- EXERCISE DESCRIPTION -
Repeat the whole listing below, word for word.

- DATA RECORDS -
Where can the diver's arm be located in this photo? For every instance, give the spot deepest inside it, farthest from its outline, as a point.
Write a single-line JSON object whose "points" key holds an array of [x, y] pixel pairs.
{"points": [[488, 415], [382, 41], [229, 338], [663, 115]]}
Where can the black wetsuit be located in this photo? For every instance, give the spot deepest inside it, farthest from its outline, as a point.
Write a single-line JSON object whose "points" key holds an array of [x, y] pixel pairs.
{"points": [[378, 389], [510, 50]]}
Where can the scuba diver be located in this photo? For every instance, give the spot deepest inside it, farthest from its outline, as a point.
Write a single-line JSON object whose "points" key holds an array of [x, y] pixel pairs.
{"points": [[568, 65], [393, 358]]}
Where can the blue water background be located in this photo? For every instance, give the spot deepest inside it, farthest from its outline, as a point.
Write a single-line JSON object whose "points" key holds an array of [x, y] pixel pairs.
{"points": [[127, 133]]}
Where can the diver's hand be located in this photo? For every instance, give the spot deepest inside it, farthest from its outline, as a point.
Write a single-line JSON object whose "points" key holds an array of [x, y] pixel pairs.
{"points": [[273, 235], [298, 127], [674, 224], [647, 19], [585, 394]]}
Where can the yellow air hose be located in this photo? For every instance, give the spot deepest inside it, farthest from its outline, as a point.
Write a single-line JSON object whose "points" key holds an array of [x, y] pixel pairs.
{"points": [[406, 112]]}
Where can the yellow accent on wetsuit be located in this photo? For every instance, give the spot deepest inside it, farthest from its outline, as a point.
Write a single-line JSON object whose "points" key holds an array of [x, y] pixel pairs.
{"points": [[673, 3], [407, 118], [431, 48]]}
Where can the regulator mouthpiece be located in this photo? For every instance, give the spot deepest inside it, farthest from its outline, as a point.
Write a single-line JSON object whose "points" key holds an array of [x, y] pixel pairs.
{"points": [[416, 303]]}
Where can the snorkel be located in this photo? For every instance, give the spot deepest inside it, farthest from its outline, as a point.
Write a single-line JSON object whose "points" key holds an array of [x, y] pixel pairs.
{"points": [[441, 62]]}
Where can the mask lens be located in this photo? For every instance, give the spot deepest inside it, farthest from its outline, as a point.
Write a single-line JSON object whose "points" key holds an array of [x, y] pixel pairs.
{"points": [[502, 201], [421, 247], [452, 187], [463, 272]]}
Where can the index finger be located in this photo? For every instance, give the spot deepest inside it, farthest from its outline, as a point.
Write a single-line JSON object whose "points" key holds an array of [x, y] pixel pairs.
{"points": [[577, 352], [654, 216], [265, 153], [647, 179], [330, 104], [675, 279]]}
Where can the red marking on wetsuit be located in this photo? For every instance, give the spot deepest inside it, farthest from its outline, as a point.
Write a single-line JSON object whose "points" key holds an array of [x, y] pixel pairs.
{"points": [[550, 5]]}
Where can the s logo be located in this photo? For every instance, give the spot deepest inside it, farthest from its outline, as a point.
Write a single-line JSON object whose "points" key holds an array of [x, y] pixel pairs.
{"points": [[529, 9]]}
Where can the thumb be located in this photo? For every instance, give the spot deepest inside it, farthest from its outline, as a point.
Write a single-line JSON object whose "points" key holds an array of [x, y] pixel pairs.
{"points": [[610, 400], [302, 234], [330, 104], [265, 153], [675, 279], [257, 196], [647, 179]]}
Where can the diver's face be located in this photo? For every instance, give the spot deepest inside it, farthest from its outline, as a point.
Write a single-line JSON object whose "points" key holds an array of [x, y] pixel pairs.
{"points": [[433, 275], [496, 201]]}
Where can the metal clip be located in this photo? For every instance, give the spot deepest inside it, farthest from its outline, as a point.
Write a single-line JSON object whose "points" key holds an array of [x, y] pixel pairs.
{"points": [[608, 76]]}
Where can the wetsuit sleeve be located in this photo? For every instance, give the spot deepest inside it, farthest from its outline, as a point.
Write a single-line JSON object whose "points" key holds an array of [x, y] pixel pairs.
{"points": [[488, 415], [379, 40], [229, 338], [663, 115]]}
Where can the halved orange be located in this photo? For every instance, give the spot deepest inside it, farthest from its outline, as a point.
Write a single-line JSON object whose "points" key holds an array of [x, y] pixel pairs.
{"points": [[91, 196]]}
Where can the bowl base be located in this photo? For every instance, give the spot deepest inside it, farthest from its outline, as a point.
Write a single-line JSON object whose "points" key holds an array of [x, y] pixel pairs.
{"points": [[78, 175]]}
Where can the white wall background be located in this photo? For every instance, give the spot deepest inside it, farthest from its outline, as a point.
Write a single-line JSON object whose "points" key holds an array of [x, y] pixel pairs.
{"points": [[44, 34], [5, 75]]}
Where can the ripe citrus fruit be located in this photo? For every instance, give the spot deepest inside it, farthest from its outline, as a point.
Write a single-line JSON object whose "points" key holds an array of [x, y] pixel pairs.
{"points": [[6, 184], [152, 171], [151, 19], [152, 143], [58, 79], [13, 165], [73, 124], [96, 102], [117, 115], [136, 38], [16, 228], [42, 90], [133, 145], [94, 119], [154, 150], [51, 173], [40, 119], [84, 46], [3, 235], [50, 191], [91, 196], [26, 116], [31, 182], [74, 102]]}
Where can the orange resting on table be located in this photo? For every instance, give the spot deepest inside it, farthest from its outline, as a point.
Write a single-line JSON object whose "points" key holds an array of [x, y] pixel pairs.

- EXERCISE RESPONSE -
Where can the diver's arm be located in this photo? For every instance, give the spot deepest inside it, farthest from its outline, as a point.
Write a single-line JSON object whose "points" key holds an array of [x, y] pixel pairs.
{"points": [[488, 415], [382, 41], [229, 338], [663, 115]]}
Where can the black wetsuit be located in this photo? For every instance, give the spot deepest inside it, farthest from its outline, as a point.
Write a single-line JSON object whose "points" key holds an array of [x, y] pixel pairs.
{"points": [[378, 389], [510, 50]]}
Where can the scuba diver be located in this photo? For every instance, give the spot deepest inside it, farthest from its outline, as a point.
Write a single-line JSON object whose "points" key holds an array of [x, y] pixel pairs.
{"points": [[568, 65], [393, 358]]}
Where can the blue water background be located in this photo? For every instance, give the spot deepest inside it, farthest from its outline, as a point.
Write a single-line JSON object whose "points" key holds an array of [x, y] pixel pairs.
{"points": [[127, 133]]}
Where can the diver's hand be located in this photo? For every instance, give the spot deepest inside it, farthest from its outline, as a point.
Write a single-line JSON object whose "points" key holds an array of [x, y] pixel pairs.
{"points": [[273, 235], [298, 127], [674, 224], [647, 19], [585, 394]]}
Where can the yellow air hose be located in this photo? For every instance, give the spot deepest inside it, farthest from its outline, as a point.
Write a single-line JSON object whose "points" key holds an array of [x, y] pixel pairs.
{"points": [[406, 112]]}
Where can the yellow accent on wetsuit be located in this photo? For every instance, give the spot deepest inside it, farthest from its outline, as a point.
Write a single-line JSON object whose "points" key holds an array of [x, y] pixel pairs.
{"points": [[673, 3], [407, 118], [431, 48]]}
Where can the regulator mouthpiece be located in this photo? For every instance, give the spot deepest inside it, farthest from its outline, as a point.
Write a single-line JSON object whose "points" key holds an array of [x, y] pixel pairs.
{"points": [[416, 303]]}
Where can the snorkel be located in this photo? For every instance, give the spot deepest inside it, farthest from its outline, as a point.
Write a single-line JSON object whose "points" key holds an array of [x, y] pixel pairs.
{"points": [[441, 62]]}
Where can the mask lens be located in this photo? For every instance, give the spot deepest inside it, farthest from its outline, as a point.
Write a single-line JSON object whose "points" key holds an array of [x, y] pixel pairs.
{"points": [[502, 201], [421, 247], [452, 187], [463, 272]]}
Where can the index finger be located in this photo? For every instance, give the spot deepest inside it, farthest from its outline, as a point.
Write a single-line JSON object whose "points" key holds an array of [x, y] pixel pairs.
{"points": [[577, 352], [654, 216], [265, 153], [647, 179], [330, 104], [675, 279]]}
Where can the red marking on wetsuit be located in this photo? For every instance, give the spot deepest inside it, farthest from its outline, as a point.
Write a single-line JSON object whose "points" key holds an array of [x, y] pixel pairs.
{"points": [[550, 5]]}
Where can the s logo be located in this photo? For every instance, give the spot deepest inside it, farthest from its outline, as a point.
Write a single-line JSON object whose "points" key holds an array of [x, y] pixel pairs.
{"points": [[529, 9]]}
Where can the thumb be located in this photo? For every instance, give the spot deepest inside it, farthest from its outline, as a point.
Write a single-line JSON object whose "points" key holds an array of [x, y] pixel pairs.
{"points": [[610, 400], [302, 234], [330, 104], [265, 153], [675, 279], [257, 196], [647, 179]]}
Where can the diver's face be located in this photo? For every instance, give the spot deepest inside it, farthest from its outline, as a point.
Write a single-line JSON object whose "points" key holds an array of [x, y] pixel pairs.
{"points": [[433, 275], [496, 201]]}
Where can the metal clip be located in this photo? For every instance, give the spot deepest inside it, farthest from its outline, as a point.
Write a single-line JSON object whose "points" key holds an array of [x, y] pixel pairs.
{"points": [[608, 76]]}
Where can the wetsuit sleeve be located in this photo? For every instance, give the spot deepest inside it, farthest from its outline, as a point.
Write a single-line JSON object whose "points" key holds an array of [x, y] pixel pairs.
{"points": [[488, 415], [379, 40], [229, 338], [663, 115]]}
Where can the halved orange be located in this photo? For every instance, give the spot deepest inside it, farthest from its outline, as a point.
Write a single-line JSON object whose "points" key holds an array of [x, y] pixel pairs.
{"points": [[91, 196]]}
Where can the bowl base be located in this photo? For every instance, give the spot deepest inside it, farthest from its outline, as a point.
Write a single-line JSON object whose "points" key holds an array of [x, y] pixel pairs.
{"points": [[78, 175]]}
Where can the white wall background be located in this photo? For every instance, give the spot deepest inside it, farthest from its outline, as a point.
Write a single-line JSON object whose "points" key holds an array of [x, y] pixel pairs.
{"points": [[44, 34], [5, 75]]}
Where can the ripe citrus fruit be located in this photo? For every instance, give the spot deepest inside it, farthest from its outline, as a point.
Write a single-line JSON object whose "points" key holds an array of [x, y] pixel pairs.
{"points": [[6, 184], [152, 171], [151, 19], [152, 143], [58, 79], [13, 165], [73, 124], [96, 102], [117, 115], [136, 38], [16, 228], [42, 90], [133, 145], [94, 119], [154, 150], [51, 173], [40, 119], [84, 46], [3, 235], [50, 191], [91, 196], [26, 116], [31, 182], [74, 102]]}
Where can the orange resting on table be located in this photo? For every instance, give the spot deepest inside it, farthest from its outline, as a point.
Write a single-line JSON object whose "points" key holds an array of [x, y] pixel pairs.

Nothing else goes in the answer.